# WHAT IS BEING ASKED
Repeat everything in the material exactly.

# AVAILABLE RECORDS
━━━━━━━━━━━━━━━━━━━━

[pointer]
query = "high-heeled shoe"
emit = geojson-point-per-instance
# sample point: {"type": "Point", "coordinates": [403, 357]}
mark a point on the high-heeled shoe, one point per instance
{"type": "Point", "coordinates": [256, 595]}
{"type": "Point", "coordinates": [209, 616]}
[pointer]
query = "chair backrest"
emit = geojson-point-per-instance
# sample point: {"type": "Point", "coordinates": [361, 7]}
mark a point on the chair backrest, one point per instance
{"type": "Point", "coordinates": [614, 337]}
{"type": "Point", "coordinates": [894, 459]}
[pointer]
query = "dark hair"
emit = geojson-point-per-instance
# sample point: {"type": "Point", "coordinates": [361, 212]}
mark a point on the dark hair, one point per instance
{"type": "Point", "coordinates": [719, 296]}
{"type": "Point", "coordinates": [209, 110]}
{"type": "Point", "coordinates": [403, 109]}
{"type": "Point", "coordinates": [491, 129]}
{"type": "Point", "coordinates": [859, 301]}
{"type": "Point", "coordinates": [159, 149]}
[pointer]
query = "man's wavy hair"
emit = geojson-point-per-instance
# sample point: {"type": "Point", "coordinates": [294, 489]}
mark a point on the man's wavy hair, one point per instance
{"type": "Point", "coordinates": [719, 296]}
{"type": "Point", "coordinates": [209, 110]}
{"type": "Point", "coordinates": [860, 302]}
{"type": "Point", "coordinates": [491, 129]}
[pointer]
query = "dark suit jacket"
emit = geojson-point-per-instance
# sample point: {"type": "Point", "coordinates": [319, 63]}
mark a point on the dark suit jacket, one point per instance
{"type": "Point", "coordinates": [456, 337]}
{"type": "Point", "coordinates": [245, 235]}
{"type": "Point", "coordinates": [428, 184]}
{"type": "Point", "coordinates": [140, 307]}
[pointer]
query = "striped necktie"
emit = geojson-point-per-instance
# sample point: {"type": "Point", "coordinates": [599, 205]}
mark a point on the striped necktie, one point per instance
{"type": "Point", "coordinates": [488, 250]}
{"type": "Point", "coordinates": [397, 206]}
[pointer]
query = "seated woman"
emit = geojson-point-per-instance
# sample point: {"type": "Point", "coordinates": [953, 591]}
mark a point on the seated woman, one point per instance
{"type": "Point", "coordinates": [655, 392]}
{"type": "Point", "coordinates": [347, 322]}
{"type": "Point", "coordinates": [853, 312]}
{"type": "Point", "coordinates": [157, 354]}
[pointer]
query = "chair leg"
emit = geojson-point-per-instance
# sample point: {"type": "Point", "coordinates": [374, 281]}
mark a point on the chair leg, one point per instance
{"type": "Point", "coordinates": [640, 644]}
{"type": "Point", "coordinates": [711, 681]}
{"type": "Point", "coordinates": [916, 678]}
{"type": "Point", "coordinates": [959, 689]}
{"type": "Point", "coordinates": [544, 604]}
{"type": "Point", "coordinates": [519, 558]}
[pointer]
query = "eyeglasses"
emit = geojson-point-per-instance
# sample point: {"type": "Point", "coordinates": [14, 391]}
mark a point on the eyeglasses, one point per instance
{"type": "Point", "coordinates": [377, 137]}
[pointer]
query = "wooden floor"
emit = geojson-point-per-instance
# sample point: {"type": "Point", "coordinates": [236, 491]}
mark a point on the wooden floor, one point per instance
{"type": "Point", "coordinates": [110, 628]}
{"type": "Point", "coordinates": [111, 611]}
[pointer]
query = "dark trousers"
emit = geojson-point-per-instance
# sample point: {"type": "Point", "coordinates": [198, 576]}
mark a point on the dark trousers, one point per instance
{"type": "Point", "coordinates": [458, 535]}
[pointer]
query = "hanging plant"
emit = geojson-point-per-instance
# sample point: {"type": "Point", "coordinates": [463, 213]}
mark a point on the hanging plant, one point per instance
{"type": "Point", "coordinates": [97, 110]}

━━━━━━━━━━━━━━━━━━━━

# TASK OUTPUT
[pointer]
query = "high-heeled shoe"
emit = geojson-point-per-instance
# sample point: {"type": "Point", "coordinates": [403, 357]}
mark a point on the high-heeled shoe, one point per instance
{"type": "Point", "coordinates": [256, 595]}
{"type": "Point", "coordinates": [209, 616]}
[pointer]
query = "chair backrest"
emit = geojson-point-per-instance
# sample point: {"type": "Point", "coordinates": [361, 7]}
mark a point on the chair backrest, one point per instance
{"type": "Point", "coordinates": [614, 337]}
{"type": "Point", "coordinates": [894, 459]}
[pointer]
query = "dark hair"
emit = geojson-point-per-instance
# sample point: {"type": "Point", "coordinates": [361, 212]}
mark a point on the dark hair, one point per instance
{"type": "Point", "coordinates": [719, 296]}
{"type": "Point", "coordinates": [209, 110]}
{"type": "Point", "coordinates": [403, 109]}
{"type": "Point", "coordinates": [491, 129]}
{"type": "Point", "coordinates": [859, 301]}
{"type": "Point", "coordinates": [159, 149]}
[pointer]
query = "man's wavy hair"
emit = geojson-point-per-instance
# sample point: {"type": "Point", "coordinates": [294, 489]}
mark a point on the man's wavy hair, one point per instance
{"type": "Point", "coordinates": [719, 296]}
{"type": "Point", "coordinates": [209, 110]}
{"type": "Point", "coordinates": [860, 302]}
{"type": "Point", "coordinates": [491, 129]}
[pointer]
query = "dark suit jacket"
emit = geojson-point-per-instance
# sample point: {"type": "Point", "coordinates": [319, 63]}
mark a point on the dark suit jacket, one point per instance
{"type": "Point", "coordinates": [456, 337]}
{"type": "Point", "coordinates": [245, 235]}
{"type": "Point", "coordinates": [428, 184]}
{"type": "Point", "coordinates": [140, 307]}
[pointer]
query = "striped necktie"
emit = geojson-point-per-instance
# sample point: {"type": "Point", "coordinates": [599, 205]}
mark a point on the striped necktie, one point per instance
{"type": "Point", "coordinates": [488, 250]}
{"type": "Point", "coordinates": [397, 206]}
[pointer]
query = "seated woman"
emit = geojson-point-per-instance
# sample point: {"type": "Point", "coordinates": [953, 591]}
mark a point on the seated woman, one point per instance
{"type": "Point", "coordinates": [655, 392]}
{"type": "Point", "coordinates": [347, 322]}
{"type": "Point", "coordinates": [853, 312]}
{"type": "Point", "coordinates": [157, 354]}
[pointer]
query = "chair leg"
emit = geojson-point-per-instance
# sample point: {"type": "Point", "coordinates": [374, 281]}
mark a point on the chair leg, one point per instance
{"type": "Point", "coordinates": [640, 644]}
{"type": "Point", "coordinates": [711, 681]}
{"type": "Point", "coordinates": [916, 678]}
{"type": "Point", "coordinates": [959, 689]}
{"type": "Point", "coordinates": [544, 604]}
{"type": "Point", "coordinates": [519, 558]}
[pointer]
query = "eyeglasses"
emit = geojson-point-per-instance
# sample point: {"type": "Point", "coordinates": [14, 391]}
mark a point on the eyeglasses, one point per instance
{"type": "Point", "coordinates": [377, 137]}
[pointer]
query = "wooden floor"
emit = geojson-point-per-instance
# sample point: {"type": "Point", "coordinates": [236, 491]}
mark a point on the wooden floor, one point per instance
{"type": "Point", "coordinates": [110, 628]}
{"type": "Point", "coordinates": [111, 611]}
[pointer]
query = "dark trousers"
emit = geojson-point-per-instance
# sample point: {"type": "Point", "coordinates": [198, 576]}
mark a point on the dark trousers, one point per instance
{"type": "Point", "coordinates": [458, 535]}
[pointer]
query = "hanging plant"
emit = geojson-point-per-instance
# sample point: {"type": "Point", "coordinates": [463, 213]}
mark a point on the hanging plant, one point per instance
{"type": "Point", "coordinates": [97, 110]}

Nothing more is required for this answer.